[Dataset content — start]

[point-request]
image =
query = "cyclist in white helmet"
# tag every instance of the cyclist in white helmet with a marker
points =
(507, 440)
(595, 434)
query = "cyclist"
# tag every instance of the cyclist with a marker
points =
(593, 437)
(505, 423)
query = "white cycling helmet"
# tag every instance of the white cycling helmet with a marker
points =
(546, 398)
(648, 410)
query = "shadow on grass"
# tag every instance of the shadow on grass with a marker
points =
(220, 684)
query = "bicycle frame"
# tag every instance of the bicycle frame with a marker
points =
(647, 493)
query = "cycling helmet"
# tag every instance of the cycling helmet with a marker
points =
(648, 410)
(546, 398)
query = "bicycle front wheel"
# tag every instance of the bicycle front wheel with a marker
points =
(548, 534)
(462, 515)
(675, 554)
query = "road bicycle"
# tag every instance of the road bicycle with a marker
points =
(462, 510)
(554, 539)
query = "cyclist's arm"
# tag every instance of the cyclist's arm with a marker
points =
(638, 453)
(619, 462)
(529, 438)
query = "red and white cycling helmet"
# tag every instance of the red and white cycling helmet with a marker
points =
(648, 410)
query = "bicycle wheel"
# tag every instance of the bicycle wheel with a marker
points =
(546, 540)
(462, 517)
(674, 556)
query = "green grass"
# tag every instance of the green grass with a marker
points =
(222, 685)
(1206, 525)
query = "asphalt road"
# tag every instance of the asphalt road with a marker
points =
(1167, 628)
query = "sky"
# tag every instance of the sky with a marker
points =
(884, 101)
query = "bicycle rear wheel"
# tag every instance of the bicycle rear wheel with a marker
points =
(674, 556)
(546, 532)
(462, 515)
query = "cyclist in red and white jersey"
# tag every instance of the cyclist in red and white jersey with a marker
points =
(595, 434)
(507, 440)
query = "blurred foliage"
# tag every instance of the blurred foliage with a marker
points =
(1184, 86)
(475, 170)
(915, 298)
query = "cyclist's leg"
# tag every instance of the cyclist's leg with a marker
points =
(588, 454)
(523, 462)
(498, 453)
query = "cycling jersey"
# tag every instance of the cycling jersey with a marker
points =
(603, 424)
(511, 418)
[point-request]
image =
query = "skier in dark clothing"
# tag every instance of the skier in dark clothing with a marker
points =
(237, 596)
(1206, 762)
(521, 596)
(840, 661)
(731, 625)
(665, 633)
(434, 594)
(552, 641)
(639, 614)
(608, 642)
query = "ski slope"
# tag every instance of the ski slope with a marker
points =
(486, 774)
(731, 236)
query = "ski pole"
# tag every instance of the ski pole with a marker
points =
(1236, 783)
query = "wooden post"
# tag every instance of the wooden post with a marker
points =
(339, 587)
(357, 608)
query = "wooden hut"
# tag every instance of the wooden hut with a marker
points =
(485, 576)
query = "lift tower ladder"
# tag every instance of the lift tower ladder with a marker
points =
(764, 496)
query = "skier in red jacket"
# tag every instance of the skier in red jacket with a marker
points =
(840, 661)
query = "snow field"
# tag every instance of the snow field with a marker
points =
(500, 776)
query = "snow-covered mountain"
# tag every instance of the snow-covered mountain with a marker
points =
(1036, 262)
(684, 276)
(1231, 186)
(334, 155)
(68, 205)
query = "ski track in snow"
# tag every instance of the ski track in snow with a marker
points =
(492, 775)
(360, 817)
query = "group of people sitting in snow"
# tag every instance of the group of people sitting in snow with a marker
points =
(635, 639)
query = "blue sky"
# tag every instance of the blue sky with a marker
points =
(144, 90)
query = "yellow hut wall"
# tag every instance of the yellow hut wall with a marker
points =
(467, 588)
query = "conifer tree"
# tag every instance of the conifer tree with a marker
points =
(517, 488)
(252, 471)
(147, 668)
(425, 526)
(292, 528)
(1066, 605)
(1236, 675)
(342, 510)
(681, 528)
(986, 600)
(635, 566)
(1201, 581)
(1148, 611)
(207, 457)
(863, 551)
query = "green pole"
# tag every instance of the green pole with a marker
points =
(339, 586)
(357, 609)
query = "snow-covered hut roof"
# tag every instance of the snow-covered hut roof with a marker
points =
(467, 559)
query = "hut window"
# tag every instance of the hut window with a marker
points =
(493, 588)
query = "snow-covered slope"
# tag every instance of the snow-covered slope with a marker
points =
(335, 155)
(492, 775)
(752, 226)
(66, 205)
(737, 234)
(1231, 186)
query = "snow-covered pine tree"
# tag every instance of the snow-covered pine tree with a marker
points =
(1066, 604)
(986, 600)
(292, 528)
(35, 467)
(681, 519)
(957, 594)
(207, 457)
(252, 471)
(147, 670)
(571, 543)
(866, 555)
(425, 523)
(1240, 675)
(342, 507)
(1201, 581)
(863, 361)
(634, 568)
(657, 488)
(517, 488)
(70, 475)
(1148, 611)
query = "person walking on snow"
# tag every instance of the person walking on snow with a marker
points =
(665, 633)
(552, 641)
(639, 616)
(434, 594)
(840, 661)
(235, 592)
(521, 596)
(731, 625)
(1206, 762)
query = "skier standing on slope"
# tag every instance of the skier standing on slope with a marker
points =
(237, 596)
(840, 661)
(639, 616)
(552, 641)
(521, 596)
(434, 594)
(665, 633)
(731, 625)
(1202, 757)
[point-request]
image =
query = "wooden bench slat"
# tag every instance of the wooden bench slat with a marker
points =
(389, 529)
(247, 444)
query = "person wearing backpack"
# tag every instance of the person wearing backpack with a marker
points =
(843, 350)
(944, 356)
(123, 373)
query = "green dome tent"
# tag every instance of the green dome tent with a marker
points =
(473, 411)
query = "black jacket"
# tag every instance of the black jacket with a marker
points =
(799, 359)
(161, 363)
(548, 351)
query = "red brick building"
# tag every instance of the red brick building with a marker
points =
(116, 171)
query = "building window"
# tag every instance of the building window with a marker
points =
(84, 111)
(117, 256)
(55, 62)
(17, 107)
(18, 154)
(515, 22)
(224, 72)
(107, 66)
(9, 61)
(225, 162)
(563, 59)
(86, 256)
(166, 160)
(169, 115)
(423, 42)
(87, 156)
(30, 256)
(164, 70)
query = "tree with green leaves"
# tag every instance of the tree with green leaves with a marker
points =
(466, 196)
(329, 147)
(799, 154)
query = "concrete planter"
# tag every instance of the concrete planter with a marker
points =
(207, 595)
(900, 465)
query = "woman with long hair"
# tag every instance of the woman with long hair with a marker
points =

[Dataset content — finish]

= Exercise brief =
The word "yellow" appears in some lines of the data. Copy every one of those lines.

= Written response =
query = "yellow hut wall"
# tag every instance of the yellow hut wall with a marker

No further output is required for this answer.